- Petunjuk Tugas -
#1 Menurut artikel tentang percepatan dana desa, berapa persen dana yang telah disalurkan dari Rekening Kas Umum Daerah ke rekening desa pada Oktober 2015?
#2 Teruskan artikel tentang percepatan dana desa, mulai dari bagian sesudah kalimat terakhirnya.

Mohon tunggu...
Rabiah Adawiyah
Rabiah Adawiyah Mohon Tunggu... profesional -

Pegiat Pemberdayaan Masyarakat Desa

Selanjutnya

Tutup

Humaniora

Percepatan Dana Desa, Langkah Offside Menteri Desa

5 Oktober 2015   14:14 Diperbarui: 11 Oktober 2015   09:54 658
+
Laporkan Konten
Laporkan Akun
Kompasiana adalah platform blog. Konten ini menjadi tanggung jawab bloger dan tidak mewakili pandangan redaksi Kompas.

[caption caption="Sumber: sindonews.com"][/caption]

 

Langkah Marwan Jafar dalam memimpin Kementerian desa, semakin tidak menentu. Bukannya memaksimalkan tupoksi Kementeriannya, namun malah menyerobot wewenang Kementerian lain yang bukan ranahnya. Sejak dilantik pada Oktober 2014 lalu, Marwan mulai memusatkan perhatian seputar dana desa. Seakan ingin menunjukkan bahwa kementriannya saja yang paling berhak bicara soal dana desa. Maklum saja isu Desa memang menjadi rebutan banyak pihak sejak Pilpres 2014.

Suara Marwan semakin nyaring jelang Penyaluran dana desa tahap 1 pada April 2015. Sayang sekali merdu suaranya tidak diimbangi dengan progres penyerapan dana desa yang menggembirakan. Penyaluran dana desa dari pusat ke daerah memang tidak ada masalah, namun dari daerah ke rekening kas desa benar-benar payah. 

Jika sesuai aturan, Bulan ini, Oktober 2015, Penyaluran dana desa ke rekening kas desa harusnya telah memasuki tahap akhir dari sisa dana 20%. Namun ternyata penyaluran dana dari Rekening Kas Umum Daerah ke rekening desa baru mencapai 35%.

Lambatnya penyerapan dana desa benar-benar memicu kepanikan yang luar biasa. Dalam setiap kesempatan, yang dibicarakan Marwan Jafar hanya percepatan, percepatan dan percepatan Penyaluran dana desa. Entah berapa kali sudah, kepala daerah dihimbau dan dikumpulkan dalam rangka percepatan dana desa ini.

Namun yang patut kita cermati, apakah Kementerian desa memang membidangi dan bertanggung jawab secara langsung atas transfer dana desa? Sehingga seluruh sumberdaya Kementerian dikonsentrasikan pada dana desa.

- Data yang Ditampilkan -
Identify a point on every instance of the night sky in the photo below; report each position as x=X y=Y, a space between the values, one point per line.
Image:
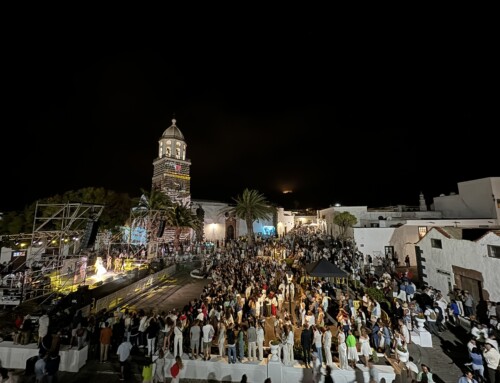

- Jawaban Tugas -
#1 Baru mencapai 35%.

#2
Berdasarkan Perpres Nomor 12 tahun 2015, untuk urusan desa, Kementerian yang dipimpin Marwan ini ternyata hanya fokus pada ranah pembangunan desa dan kawasan perdesaan, serta pemberdayaan masyarakakat desa. Tidak ada tupoksi yang terkait langsung dengan dana desa. 

Dana Desa bukanlah Dipa Kementerian Desa, melainkan dana cadangan yang merupakan bagian dari dana perimbangan.  Karena itu Dana Desa otomatis berada di bawah kendali Kementerian Keuangan selaku KPA Dana Desa. Atas wewenang itulah, Kemenkeu menerbitkan PMK 93 tahun 2015 tentang tata cara pengalokasian, penyaluran, penggunaan, pemantauan dan evaluasi dana desa. 

Jika peran kemenkeu terhadap pengelolaan Dana Desa bersifat Top Down, maka Kementerian desa yang membidangi urusan pembangunan dan pemberdayaan desa, bersifat bottom up.  Percepatan Penyaluran dana desa hanya dapat dilakukan manakala dana yang telah masuk dalam rekening kas desa juga dilakukan percepatan penggunaan dana desa. Inilah ranah Kementerian desa.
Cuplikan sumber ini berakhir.